*To be done*
Change "Reviewer note" to "Audit note" in the lines starting at the one that contains "Reviewer note: confirm that each instance of the blue" and continuing through the final line. Return only those lines, with nothing else altered.

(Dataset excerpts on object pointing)
################
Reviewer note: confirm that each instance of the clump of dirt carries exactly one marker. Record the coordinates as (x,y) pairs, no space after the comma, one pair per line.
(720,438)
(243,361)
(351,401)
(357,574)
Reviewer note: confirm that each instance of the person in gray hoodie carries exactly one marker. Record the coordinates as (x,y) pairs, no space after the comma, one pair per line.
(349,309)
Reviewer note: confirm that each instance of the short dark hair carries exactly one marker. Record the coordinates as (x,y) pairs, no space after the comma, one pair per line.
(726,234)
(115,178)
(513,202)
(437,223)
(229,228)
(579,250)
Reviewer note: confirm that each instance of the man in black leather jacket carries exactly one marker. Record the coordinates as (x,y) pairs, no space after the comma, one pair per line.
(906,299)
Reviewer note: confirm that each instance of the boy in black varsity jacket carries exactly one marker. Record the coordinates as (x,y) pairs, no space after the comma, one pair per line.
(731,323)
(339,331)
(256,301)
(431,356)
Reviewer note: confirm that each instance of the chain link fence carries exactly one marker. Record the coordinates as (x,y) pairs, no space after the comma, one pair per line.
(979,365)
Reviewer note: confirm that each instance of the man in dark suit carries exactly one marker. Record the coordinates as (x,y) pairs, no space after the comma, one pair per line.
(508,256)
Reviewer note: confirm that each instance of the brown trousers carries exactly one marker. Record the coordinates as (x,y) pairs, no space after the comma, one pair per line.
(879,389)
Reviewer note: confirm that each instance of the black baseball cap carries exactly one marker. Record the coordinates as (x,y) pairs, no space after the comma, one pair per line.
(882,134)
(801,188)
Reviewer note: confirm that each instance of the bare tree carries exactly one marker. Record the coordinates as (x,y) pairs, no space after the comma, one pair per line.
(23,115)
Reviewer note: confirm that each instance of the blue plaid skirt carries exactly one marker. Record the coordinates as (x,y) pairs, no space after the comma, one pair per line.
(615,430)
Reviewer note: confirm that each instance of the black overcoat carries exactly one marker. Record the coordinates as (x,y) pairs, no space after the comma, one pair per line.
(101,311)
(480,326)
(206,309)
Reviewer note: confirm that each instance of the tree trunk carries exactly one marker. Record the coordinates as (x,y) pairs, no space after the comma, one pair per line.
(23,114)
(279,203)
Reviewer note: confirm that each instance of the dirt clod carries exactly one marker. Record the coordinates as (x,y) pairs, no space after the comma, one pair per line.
################
*Reply to the exercise*
Audit note: confirm that each instance of the blue plaid skirt carries exactly one marker. Record the coordinates as (x,y) pairs, no space after the comma, one pair per line.
(615,430)
Audit note: confirm that each instance of the black overcoat carries exactly one marker. Record the coordinates as (x,y) pairs, no space after the comma, one pair per line.
(101,311)
(480,326)
(206,309)
Audit note: confirm that each instance of the tree trunk carries exactly one marker. Record the coordinates as (x,y) pairs, no space after the comma, one pair per line.
(23,114)
(279,203)
Audit note: confirm that each instance of the dirt clod carries exactly one marker. Record the coordinates as (x,y) pairs, no space after the comma, one pair per line.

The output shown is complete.